Est-ce que tu penses que la maladie a changé vos rapports ? Cela a renforcé la conscience de l’autre. Si lui m’interdisait de venir c’était pour me protéger, moi si je ne posais pas de question c’était pour ne pas le mettre mal à l’aise. J’ai toujours respecté ce choix. Pendant 5 ans, il y a eu cette angoisse, une inquiétude latente. Mais c’était atténué par les beaux moments qu’on passait ensemble. J’avais conscience que cela allait survenir, et que cela pouvait arriver brusquement. La seule fois où j’ai désobéi c’est au moment de sa dernière hospitalisation.
Qu’est-ce qui t’a fait penser à ce moment-là que c’était grave ? J’ai vraiment senti à sa voix que cela n’allait pas. Je lui ai proposé de venir à Paris, il a botté en touche, mais j’ai entendu son ami dire « il faut que tu lui dise ». On a raccroché. J’ai aussitôt appellé sa sœur et son frère jumeau et je leur dis : « papa, ça ne va vraiment pas bien. Il faut qu’on aille à Paris dès ce soir. » Trois heures après on y était. Mon père était déformé, son corps était un énorme œdème, il avait triplé de volume, peut-être plus. Il avait décidé de se laisser mourir, il en avait marre, c’était dur. Il a fini par accepter d’aller à l’hôpital.

· · · · · · ·

CONSIGNE. Rédigez la suite de l'entretien sur la maladie et la dernière hospitalisation du père, en reprenant après sa dernière phrase.

DONNÉES BRUTES.
· · · · · · ·

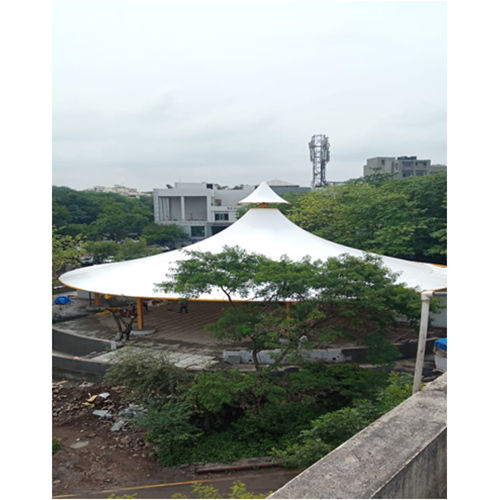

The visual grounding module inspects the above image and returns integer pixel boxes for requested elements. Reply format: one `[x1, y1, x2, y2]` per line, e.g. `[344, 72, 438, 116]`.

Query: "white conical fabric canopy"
[238, 181, 290, 205]
[59, 199, 446, 300]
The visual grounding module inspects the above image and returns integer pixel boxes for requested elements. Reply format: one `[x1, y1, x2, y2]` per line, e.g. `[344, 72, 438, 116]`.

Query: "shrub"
[272, 372, 412, 467]
[172, 481, 272, 498]
[104, 353, 193, 402]
[137, 401, 200, 466]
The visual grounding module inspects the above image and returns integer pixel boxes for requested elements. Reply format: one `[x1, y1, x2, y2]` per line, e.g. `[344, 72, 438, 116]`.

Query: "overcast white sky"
[52, 1, 446, 190]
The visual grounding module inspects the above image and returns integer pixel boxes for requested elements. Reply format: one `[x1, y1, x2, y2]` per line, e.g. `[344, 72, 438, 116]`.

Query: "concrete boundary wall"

· · · · · · ·

RÉPONSE À LA CONSIGNE.
Comment s’est passée cette hospitalisation ? Je faisais l’aller-retour entre Lille où j’étudiais et Paris plusieurs fois par semaine. On faisait en sorte qu’il y ait toujours quelqu’un avec lui. Cela a duré 6 mois. On a fonctionné dans l’urgence tout le temps, dans un mode automatique, on ne réfléchissait pas on était aspiré par la situation. Le premier mois, j’espérais encore qu’il puisse s’en sortir. Puis il a commencé à beaucoup maigrir. On a appris, qu’il était coinfecté avec le VHC/ VHB. Le foie était hors d’état de fonctionner. Malgré son hospitalisation, il essayait de rester actif, de lire le journal, des livres, d’écouter de la musique. Vers la « fin », son état s’est totalement dégradé. Il a développé une infection, dont on ne saura jamais ce qu’elle était, qui a attaqué la moelle osseuse et le cerveau. Il a dû porter une sorte de corset très enveloppant, puis des couches, tout cela l‘humiliait. Un jour, il nous a dit qu’il en avait marre.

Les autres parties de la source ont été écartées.